— ASSIGNMENT —
Go through the records below and return each line that has "drawstring" in it.

---- RECORDED DATA

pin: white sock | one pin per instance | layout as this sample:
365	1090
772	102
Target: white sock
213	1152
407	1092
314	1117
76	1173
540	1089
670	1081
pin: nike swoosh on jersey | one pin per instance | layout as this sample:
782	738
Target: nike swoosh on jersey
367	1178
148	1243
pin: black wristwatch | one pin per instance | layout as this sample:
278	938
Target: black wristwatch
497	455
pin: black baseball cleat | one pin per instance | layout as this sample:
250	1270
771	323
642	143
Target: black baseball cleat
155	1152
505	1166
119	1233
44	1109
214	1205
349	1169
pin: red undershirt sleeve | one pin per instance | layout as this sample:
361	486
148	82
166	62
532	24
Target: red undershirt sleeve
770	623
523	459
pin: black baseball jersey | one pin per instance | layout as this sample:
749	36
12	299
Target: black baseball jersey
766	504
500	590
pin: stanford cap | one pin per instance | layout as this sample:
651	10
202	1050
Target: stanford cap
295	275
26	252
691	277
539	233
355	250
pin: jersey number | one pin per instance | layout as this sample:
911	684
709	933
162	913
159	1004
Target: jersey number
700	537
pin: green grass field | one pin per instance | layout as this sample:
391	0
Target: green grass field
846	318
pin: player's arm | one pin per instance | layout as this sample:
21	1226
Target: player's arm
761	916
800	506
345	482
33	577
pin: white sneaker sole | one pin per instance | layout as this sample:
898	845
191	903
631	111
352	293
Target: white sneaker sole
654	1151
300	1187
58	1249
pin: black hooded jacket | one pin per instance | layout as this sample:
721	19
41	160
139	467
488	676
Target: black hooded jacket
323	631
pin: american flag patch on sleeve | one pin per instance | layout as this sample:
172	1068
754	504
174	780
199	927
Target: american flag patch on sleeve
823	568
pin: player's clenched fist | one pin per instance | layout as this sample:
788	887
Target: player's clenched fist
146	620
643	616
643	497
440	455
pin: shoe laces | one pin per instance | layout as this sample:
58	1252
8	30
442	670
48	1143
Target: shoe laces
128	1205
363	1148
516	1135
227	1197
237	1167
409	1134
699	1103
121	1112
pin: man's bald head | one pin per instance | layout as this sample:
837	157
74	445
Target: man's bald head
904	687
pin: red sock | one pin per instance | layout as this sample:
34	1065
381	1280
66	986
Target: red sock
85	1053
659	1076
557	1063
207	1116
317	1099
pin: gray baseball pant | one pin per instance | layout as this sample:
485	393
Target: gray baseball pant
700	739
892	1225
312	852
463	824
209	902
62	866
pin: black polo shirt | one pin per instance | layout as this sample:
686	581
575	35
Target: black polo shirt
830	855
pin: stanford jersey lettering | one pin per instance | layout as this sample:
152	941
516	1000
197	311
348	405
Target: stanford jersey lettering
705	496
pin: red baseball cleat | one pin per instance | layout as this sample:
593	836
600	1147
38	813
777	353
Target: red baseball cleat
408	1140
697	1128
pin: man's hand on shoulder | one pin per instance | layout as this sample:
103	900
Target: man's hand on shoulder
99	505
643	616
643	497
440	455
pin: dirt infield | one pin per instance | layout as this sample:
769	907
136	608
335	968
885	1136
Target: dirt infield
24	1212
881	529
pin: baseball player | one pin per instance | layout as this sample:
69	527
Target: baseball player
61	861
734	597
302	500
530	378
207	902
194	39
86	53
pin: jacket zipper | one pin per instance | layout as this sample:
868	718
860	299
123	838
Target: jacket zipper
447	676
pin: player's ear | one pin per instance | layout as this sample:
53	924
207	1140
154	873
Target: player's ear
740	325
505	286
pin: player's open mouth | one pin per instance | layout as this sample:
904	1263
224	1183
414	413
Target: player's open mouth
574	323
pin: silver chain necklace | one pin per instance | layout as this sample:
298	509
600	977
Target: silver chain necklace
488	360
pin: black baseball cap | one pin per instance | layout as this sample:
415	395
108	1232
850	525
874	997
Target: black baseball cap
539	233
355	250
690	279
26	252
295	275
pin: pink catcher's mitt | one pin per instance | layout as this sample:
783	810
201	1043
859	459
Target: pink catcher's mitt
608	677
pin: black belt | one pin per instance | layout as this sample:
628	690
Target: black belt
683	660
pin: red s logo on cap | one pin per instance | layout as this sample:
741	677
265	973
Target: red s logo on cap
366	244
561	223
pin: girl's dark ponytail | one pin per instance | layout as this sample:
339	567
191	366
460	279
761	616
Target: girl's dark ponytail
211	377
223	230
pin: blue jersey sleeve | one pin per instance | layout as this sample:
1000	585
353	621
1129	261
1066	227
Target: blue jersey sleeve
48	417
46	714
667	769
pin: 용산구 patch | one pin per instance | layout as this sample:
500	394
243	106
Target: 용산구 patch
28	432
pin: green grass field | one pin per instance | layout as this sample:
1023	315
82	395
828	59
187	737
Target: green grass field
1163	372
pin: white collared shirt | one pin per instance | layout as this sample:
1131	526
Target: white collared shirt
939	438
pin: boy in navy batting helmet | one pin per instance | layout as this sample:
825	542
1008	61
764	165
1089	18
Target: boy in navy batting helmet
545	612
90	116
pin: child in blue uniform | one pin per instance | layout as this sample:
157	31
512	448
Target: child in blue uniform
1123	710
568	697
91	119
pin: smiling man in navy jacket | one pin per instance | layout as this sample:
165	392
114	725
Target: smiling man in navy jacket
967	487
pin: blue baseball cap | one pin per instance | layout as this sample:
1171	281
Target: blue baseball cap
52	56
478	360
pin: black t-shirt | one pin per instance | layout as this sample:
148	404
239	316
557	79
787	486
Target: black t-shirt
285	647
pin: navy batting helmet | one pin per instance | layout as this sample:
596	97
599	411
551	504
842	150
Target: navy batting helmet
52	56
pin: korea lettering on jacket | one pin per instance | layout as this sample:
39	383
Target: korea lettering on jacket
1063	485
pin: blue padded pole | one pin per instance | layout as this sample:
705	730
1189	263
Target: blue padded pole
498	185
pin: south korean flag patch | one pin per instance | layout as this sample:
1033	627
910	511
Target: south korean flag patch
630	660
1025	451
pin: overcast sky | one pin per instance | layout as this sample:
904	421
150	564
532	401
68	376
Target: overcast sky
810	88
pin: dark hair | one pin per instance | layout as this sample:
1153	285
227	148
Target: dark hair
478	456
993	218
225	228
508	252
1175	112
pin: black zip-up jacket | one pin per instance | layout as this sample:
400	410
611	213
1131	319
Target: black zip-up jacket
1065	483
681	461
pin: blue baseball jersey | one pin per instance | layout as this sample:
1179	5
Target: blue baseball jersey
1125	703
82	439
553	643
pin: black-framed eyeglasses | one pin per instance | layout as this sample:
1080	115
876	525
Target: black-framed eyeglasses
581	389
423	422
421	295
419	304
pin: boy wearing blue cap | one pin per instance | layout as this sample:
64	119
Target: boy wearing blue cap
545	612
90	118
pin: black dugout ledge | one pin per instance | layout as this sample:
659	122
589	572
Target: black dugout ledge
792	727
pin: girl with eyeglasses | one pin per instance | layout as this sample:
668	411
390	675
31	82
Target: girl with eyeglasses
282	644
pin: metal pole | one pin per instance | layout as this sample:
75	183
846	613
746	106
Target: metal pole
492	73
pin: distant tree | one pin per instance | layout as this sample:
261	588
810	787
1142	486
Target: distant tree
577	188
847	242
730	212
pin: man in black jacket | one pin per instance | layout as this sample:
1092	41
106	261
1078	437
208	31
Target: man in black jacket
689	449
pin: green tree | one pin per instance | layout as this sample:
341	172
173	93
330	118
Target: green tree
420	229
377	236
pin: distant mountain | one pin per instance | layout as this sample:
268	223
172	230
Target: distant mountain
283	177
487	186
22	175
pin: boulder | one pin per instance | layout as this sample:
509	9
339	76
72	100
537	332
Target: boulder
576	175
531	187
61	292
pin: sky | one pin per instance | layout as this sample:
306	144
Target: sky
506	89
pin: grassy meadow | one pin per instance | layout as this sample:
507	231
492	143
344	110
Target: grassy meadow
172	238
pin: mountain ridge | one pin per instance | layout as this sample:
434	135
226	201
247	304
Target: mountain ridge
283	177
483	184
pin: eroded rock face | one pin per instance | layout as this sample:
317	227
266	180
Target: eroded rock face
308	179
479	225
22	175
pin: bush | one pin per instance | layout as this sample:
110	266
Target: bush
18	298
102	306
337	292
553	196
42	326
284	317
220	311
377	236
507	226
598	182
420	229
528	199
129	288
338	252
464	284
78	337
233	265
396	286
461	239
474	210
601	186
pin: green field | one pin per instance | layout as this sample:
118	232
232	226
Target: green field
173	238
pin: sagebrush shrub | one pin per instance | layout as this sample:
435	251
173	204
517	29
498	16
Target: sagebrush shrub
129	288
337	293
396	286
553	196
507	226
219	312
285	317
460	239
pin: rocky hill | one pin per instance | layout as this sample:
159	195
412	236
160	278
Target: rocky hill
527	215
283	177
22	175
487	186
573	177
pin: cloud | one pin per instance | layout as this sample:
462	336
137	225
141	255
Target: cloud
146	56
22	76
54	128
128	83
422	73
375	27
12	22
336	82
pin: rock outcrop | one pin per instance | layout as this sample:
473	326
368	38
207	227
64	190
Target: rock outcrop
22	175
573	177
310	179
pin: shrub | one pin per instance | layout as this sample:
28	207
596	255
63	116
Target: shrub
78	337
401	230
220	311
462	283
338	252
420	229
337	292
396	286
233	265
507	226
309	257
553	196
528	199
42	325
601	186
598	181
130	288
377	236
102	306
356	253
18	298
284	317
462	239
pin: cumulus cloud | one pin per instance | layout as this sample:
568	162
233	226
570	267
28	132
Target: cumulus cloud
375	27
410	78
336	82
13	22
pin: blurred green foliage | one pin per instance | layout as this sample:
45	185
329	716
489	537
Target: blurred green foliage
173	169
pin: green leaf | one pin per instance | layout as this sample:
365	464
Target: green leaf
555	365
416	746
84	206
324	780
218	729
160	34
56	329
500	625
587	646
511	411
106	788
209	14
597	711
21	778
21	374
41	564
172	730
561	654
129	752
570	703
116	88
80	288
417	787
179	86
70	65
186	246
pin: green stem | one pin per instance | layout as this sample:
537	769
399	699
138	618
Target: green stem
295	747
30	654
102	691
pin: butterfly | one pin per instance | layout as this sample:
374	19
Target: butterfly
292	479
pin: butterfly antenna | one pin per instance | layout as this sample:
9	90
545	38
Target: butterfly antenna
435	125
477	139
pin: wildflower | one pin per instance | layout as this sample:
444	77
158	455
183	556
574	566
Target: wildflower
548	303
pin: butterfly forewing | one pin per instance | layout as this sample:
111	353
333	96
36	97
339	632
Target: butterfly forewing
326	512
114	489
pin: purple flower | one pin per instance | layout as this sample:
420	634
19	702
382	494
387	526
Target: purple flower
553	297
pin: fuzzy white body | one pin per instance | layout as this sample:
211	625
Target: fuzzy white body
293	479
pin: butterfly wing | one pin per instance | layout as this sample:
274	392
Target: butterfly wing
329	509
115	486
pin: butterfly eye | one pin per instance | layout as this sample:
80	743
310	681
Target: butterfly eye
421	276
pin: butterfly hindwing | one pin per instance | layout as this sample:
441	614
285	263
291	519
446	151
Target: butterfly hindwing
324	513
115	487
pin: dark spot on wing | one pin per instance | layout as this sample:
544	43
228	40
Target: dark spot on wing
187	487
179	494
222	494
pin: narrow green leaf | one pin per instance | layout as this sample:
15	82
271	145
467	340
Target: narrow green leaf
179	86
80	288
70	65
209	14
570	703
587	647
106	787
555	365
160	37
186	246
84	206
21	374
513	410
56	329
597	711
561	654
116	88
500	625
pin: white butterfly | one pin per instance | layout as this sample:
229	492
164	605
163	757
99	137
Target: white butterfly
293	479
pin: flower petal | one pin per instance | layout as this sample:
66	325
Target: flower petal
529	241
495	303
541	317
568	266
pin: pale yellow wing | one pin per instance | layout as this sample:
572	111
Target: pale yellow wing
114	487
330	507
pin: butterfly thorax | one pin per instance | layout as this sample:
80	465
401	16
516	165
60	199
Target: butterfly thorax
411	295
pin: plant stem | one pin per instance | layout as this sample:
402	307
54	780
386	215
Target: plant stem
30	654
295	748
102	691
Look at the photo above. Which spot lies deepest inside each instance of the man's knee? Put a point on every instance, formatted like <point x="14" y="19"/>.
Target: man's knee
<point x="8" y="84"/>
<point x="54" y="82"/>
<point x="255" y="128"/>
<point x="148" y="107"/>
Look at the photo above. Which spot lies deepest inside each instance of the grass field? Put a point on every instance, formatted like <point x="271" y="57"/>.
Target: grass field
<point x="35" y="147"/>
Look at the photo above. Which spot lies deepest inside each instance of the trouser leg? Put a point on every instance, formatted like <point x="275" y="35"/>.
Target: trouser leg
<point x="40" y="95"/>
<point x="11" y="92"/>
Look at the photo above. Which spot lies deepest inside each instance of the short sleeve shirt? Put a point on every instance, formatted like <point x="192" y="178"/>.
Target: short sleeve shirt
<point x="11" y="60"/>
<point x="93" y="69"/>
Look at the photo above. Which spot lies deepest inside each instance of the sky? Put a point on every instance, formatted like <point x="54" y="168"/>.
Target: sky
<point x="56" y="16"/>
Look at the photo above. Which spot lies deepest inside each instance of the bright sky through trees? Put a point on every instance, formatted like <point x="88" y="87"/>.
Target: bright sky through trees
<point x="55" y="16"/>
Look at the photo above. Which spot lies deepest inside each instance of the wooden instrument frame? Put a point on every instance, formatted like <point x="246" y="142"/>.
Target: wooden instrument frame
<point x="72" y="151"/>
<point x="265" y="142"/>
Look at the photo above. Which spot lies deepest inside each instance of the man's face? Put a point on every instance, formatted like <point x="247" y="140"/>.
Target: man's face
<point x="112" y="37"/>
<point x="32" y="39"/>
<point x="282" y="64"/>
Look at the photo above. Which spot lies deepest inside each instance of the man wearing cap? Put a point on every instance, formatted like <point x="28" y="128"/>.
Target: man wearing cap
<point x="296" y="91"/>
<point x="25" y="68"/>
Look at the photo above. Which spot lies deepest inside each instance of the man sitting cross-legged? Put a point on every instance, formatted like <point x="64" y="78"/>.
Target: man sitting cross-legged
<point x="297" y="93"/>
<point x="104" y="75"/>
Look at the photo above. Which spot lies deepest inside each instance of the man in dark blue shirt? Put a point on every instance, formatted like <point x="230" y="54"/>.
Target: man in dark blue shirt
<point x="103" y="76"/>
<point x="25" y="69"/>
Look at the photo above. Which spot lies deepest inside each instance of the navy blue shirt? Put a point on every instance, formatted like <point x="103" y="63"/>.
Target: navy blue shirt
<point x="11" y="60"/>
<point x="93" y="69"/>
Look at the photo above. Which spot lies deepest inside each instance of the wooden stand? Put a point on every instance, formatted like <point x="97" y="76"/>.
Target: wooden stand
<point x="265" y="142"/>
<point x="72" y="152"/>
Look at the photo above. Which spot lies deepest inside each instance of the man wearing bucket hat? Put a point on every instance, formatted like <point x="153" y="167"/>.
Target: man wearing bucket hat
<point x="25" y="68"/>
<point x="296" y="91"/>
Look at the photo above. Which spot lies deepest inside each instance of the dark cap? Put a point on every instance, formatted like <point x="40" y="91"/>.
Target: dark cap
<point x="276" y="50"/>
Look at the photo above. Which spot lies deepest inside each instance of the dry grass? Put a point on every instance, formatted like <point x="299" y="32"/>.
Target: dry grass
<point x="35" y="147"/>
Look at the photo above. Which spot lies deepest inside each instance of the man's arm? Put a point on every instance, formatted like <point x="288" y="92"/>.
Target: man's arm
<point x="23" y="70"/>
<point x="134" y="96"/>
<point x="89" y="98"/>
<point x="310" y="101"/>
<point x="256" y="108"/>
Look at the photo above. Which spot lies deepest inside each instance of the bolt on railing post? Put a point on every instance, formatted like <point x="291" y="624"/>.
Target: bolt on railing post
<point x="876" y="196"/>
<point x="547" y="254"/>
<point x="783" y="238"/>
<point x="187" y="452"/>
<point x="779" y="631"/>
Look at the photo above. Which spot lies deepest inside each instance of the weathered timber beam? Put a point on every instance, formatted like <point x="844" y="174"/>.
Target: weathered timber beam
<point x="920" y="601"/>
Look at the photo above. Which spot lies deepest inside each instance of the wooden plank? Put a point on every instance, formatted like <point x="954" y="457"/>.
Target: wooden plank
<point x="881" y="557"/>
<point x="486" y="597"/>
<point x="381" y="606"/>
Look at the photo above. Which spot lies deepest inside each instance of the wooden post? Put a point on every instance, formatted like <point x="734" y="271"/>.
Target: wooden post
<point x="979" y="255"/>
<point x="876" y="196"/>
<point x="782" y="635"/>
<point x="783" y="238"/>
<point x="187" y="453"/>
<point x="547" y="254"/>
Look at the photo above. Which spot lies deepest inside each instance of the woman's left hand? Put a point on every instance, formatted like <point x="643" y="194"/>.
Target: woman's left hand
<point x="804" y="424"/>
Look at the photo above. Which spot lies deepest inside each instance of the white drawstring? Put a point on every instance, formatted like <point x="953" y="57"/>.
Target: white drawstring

--------

— RESPONSE AREA —
Look at the photo above. Which spot lies deepest inside each instance of the white drawstring? Put a point on every instance, formatted like <point x="953" y="57"/>.
Target: white drawstring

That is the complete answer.